### GIVEN EXERCISE A
Reproduce word for word the part of the rows that opens with the line containing "Target: roll-up banner" and closes with the last of the rows, including both ends. Leave the pictures out of your answer.

### GIVEN PASSAGE
Re: [PATCH RFC net-next 0/3] Multi-CPU DSA support

From: Tobias Waldekranz
Date: Wed Apr 14 2021 - 14:40:00 EST


On Wed, Apr 14, 2021 at 17:14, Marek Behun <marek.behun@xxxxxx> wrote:
> On Tue, 13 Apr 2021 20:16:24 +0200
> Tobias Waldekranz <tobias@xxxxxxxxxxxxxx> wrote:
>
>> You could imagine a different mode in which the DSA driver would receive
>> the bucket allocation from the bond/team driver (which in turn could
>> come all the way from userspace). Userspace could then implement
>> whatever strategy it wants to maximize utilization, though still bound
>> by the limitations of the hardware in terms of fields considered during
>> hashing of course.
>
> The problem is that even with the ability to change the bucket
> configuration however we want it still can happen with non-trivial
> probability that all (src,dst) pairs on the network will hash to one
> bucket.
>
> The probability of that happening is 1/(8^(n-1)) for n (src,dst) pairs.

Yes I understand all that, hence "though still bound by the limitations
of the hardware in terms of fields considered during hashing of course."

> On Turris Omnia the most common configuration is that the switch ports
> are bridged.

### DATA RECORDS
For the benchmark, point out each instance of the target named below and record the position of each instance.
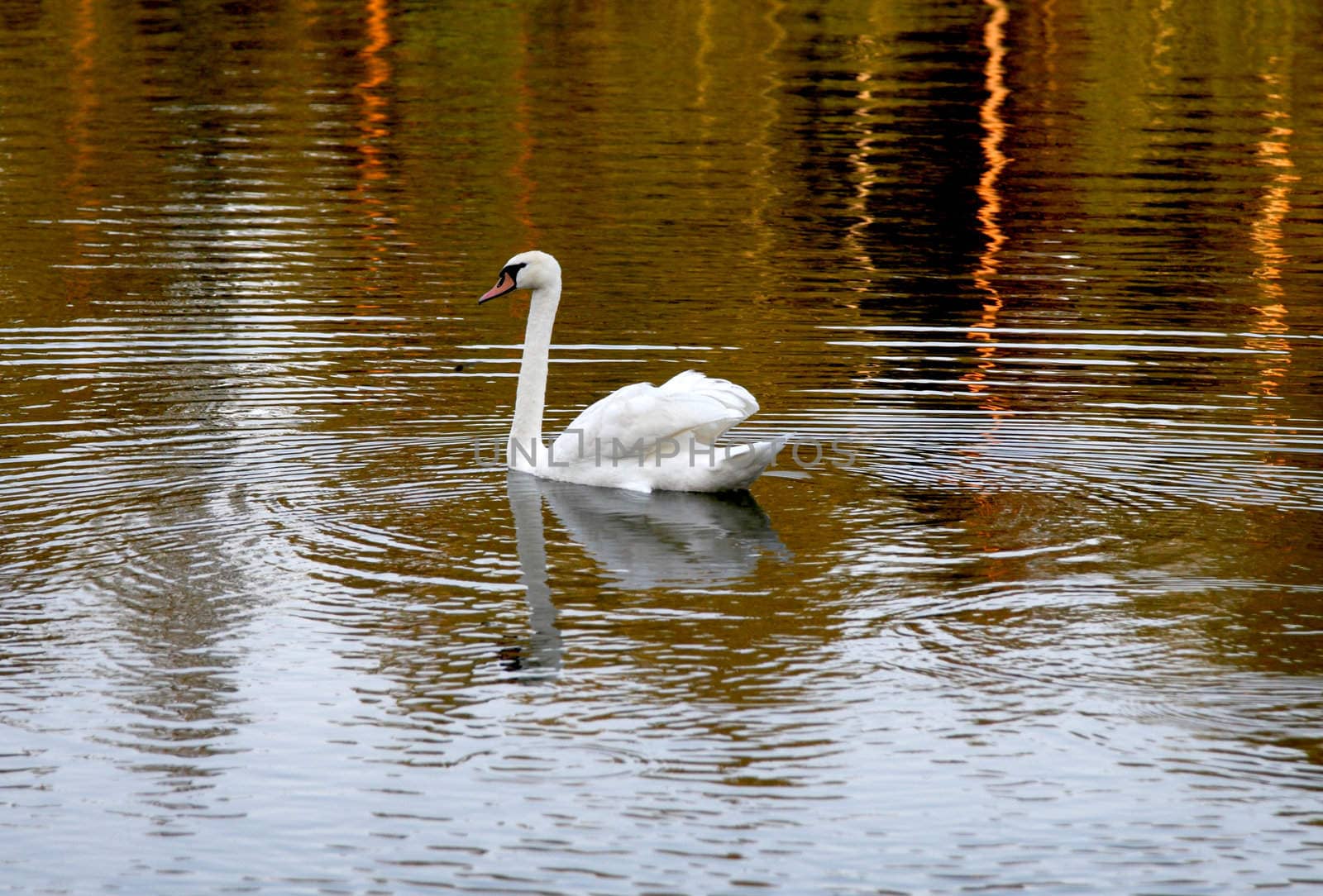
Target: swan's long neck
(526, 435)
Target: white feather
(641, 436)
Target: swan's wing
(637, 419)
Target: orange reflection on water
(1269, 324)
(374, 125)
(990, 201)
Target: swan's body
(641, 436)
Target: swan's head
(526, 271)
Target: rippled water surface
(1034, 600)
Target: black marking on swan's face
(506, 282)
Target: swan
(642, 436)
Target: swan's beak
(504, 283)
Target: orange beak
(504, 283)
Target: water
(1032, 600)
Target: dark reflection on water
(1031, 603)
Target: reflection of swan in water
(642, 541)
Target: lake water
(1034, 600)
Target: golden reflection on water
(990, 203)
(1274, 154)
(255, 566)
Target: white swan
(641, 436)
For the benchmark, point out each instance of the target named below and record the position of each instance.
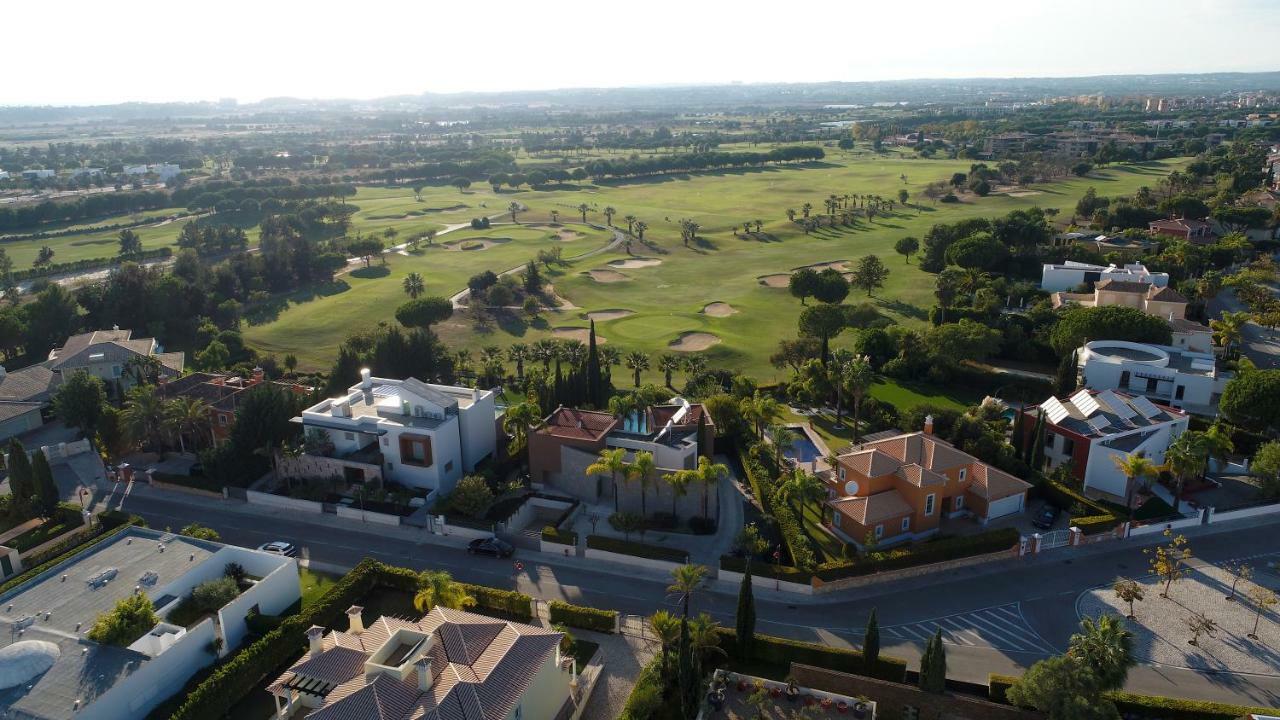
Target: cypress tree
(745, 615)
(45, 487)
(871, 642)
(21, 484)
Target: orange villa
(901, 487)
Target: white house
(1092, 429)
(1056, 277)
(49, 666)
(415, 433)
(1176, 377)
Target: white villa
(415, 433)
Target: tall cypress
(871, 643)
(594, 384)
(745, 616)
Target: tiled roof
(874, 507)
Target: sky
(92, 51)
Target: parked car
(279, 547)
(1046, 516)
(490, 546)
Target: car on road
(490, 546)
(1046, 516)
(279, 547)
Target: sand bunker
(607, 276)
(718, 310)
(600, 315)
(632, 263)
(693, 342)
(581, 335)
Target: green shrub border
(583, 616)
(638, 548)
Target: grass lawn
(667, 299)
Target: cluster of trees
(663, 164)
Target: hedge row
(784, 652)
(636, 548)
(585, 618)
(552, 533)
(922, 554)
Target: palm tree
(641, 469)
(1134, 468)
(709, 474)
(612, 461)
(1106, 647)
(414, 285)
(638, 363)
(438, 587)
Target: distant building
(51, 670)
(1057, 277)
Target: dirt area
(600, 315)
(693, 342)
(718, 310)
(632, 263)
(607, 276)
(580, 335)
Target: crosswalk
(1000, 628)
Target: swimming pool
(803, 450)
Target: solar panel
(1144, 406)
(1084, 402)
(1055, 410)
(1116, 404)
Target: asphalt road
(993, 621)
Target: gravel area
(1160, 625)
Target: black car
(1046, 516)
(490, 546)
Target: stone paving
(1160, 625)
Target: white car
(279, 547)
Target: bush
(585, 618)
(636, 548)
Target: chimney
(424, 674)
(315, 638)
(357, 623)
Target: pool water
(803, 450)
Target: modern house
(568, 441)
(1092, 429)
(1069, 274)
(51, 670)
(415, 433)
(106, 354)
(449, 665)
(1179, 378)
(901, 487)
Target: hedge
(562, 537)
(638, 548)
(782, 651)
(585, 618)
(922, 554)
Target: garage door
(1005, 506)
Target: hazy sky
(92, 51)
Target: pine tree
(745, 615)
(594, 383)
(45, 487)
(21, 484)
(871, 642)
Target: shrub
(131, 618)
(636, 548)
(585, 618)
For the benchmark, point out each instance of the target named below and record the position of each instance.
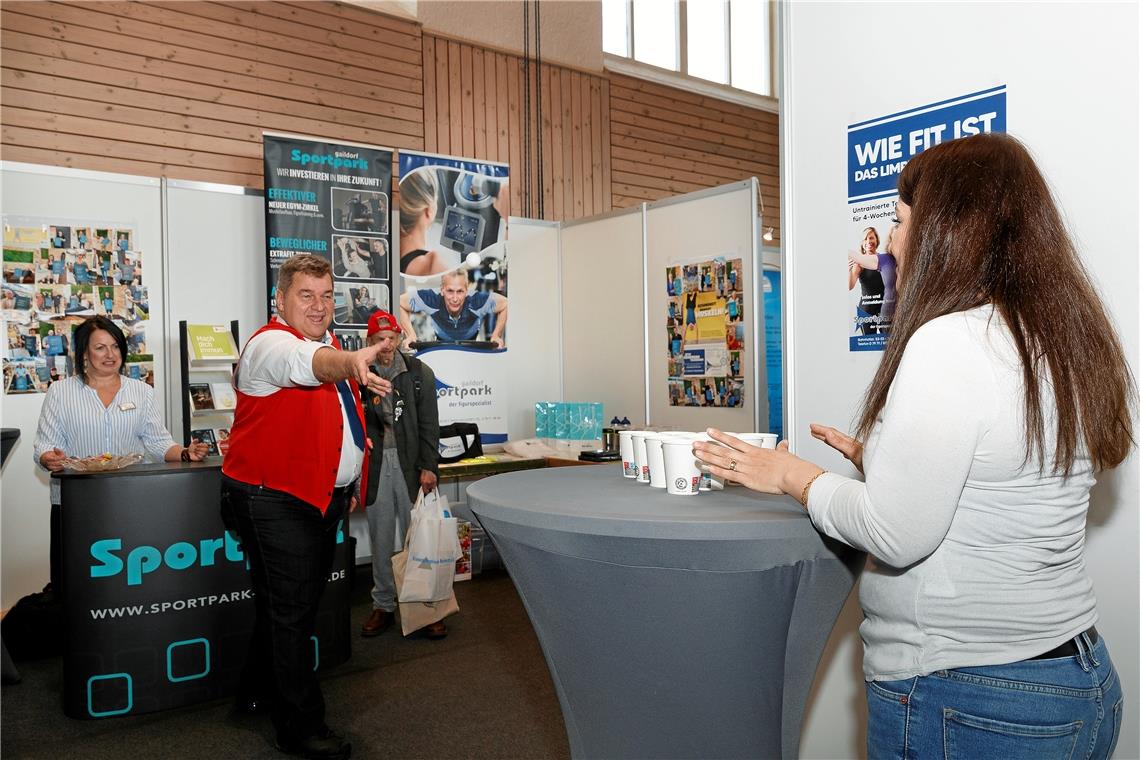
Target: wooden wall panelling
(431, 117)
(479, 103)
(184, 90)
(546, 131)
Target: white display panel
(42, 193)
(1085, 141)
(603, 352)
(693, 228)
(217, 266)
(534, 327)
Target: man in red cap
(404, 428)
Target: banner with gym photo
(453, 263)
(705, 327)
(332, 199)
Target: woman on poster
(870, 282)
(886, 264)
(1001, 394)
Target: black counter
(156, 594)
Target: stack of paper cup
(763, 440)
(682, 470)
(640, 460)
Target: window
(723, 41)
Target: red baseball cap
(381, 320)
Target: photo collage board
(57, 275)
(705, 333)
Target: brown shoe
(379, 621)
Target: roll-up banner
(453, 302)
(332, 199)
(159, 604)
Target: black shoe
(379, 621)
(251, 705)
(323, 745)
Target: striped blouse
(74, 419)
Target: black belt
(1068, 648)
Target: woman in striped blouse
(99, 410)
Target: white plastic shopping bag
(432, 548)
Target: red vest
(291, 440)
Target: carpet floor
(482, 692)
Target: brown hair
(83, 337)
(418, 191)
(303, 263)
(984, 228)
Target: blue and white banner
(877, 152)
(878, 148)
(471, 386)
(453, 294)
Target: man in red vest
(296, 450)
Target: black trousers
(290, 547)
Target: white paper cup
(656, 458)
(763, 440)
(626, 447)
(640, 460)
(682, 472)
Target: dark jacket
(416, 426)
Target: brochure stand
(208, 356)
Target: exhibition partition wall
(35, 196)
(603, 312)
(1085, 141)
(659, 312)
(213, 269)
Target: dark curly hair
(83, 336)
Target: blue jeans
(1064, 708)
(392, 501)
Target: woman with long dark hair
(1002, 391)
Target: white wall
(699, 227)
(603, 313)
(1072, 76)
(535, 327)
(571, 30)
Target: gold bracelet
(807, 485)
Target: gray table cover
(674, 627)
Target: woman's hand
(841, 442)
(767, 471)
(54, 459)
(197, 450)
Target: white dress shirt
(977, 556)
(276, 359)
(74, 421)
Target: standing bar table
(674, 627)
(157, 598)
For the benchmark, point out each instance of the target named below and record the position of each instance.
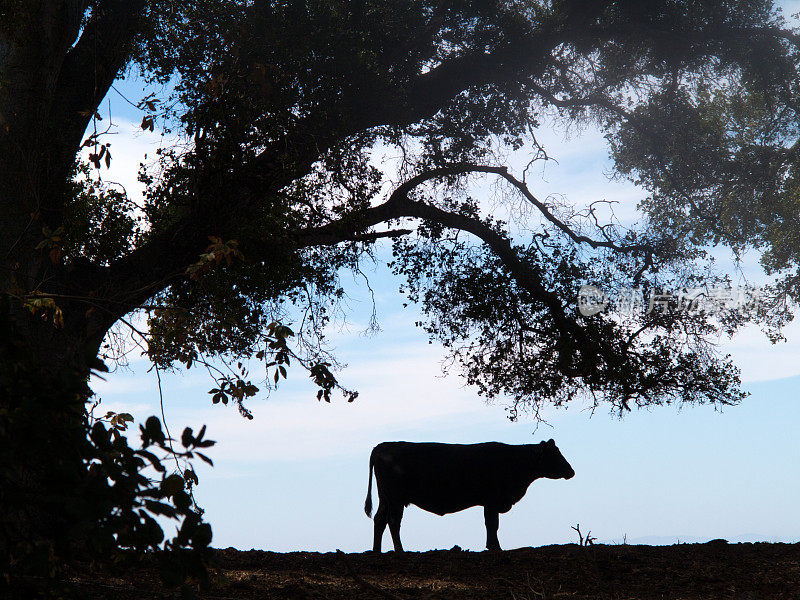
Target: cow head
(553, 463)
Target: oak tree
(272, 191)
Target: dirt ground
(681, 572)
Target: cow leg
(492, 518)
(395, 516)
(381, 518)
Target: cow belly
(443, 508)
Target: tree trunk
(43, 440)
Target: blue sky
(295, 477)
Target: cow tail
(368, 502)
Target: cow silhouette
(447, 478)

### GIVEN EXERCISE B
In the multi-CPU DSA thread, why does Marek Behun say that being able to change the bucket configuration however one wants still leaves a problem? Answer in one to three sentences.

### FULL ANSWER A
Target: roll-up banner
(453, 302)
(332, 199)
(159, 604)
Target: black shoe
(379, 621)
(251, 705)
(323, 745)
Target: striped blouse
(74, 419)
Target: black belt
(1068, 648)
Target: woman in striped blouse
(99, 410)
Target: white plastic shopping bag
(432, 548)
Target: red vest
(291, 440)
Target: carpet floor
(482, 692)
Target: brown hair
(83, 337)
(418, 191)
(303, 263)
(984, 228)
Target: blue and white banner
(877, 152)
(878, 148)
(471, 386)
(453, 294)
Target: man in red vest
(296, 450)
Target: black trousers
(290, 547)
Target: white paper cup
(656, 458)
(763, 440)
(626, 447)
(640, 460)
(682, 472)
Target: dark jacket
(416, 426)
Target: brochure stand
(208, 356)
Target: exhibition partition wall
(35, 196)
(603, 312)
(1085, 141)
(659, 312)
(213, 269)
Target: dark curly hair
(83, 336)
Target: blue jeans
(1064, 708)
(392, 501)
Target: woman with long dark hair
(1002, 391)
Target: white wall
(699, 227)
(603, 313)
(1072, 76)
(535, 327)
(571, 30)
Target: gold bracelet
(807, 485)
Target: gray table cover
(674, 627)
Target: woman's hand
(841, 442)
(767, 471)
(54, 459)
(197, 450)
Target: white dress shirt
(977, 556)
(276, 359)
(74, 421)
Target: standing bar table
(674, 627)
(157, 598)
For the benchmark, point out each instance of the target named below and record the position of each instance.
Target: cow head
(553, 463)
Target: oak tree
(272, 191)
Target: dirt ground
(681, 572)
Target: cow leg
(492, 518)
(395, 516)
(381, 518)
Target: cow belly
(443, 508)
Target: tree trunk
(43, 440)
Target: blue sky
(295, 477)
Target: cow tail
(368, 502)
Target: cow silhouette
(447, 478)

### FULL ANSWER B
Even with full control over the bucket configuration, there is still a non-trivial probability that all (src,dst) pairs on the network hash to one bucket. That probability is 1/(8^(n-1)) for n (src,dst) pairs.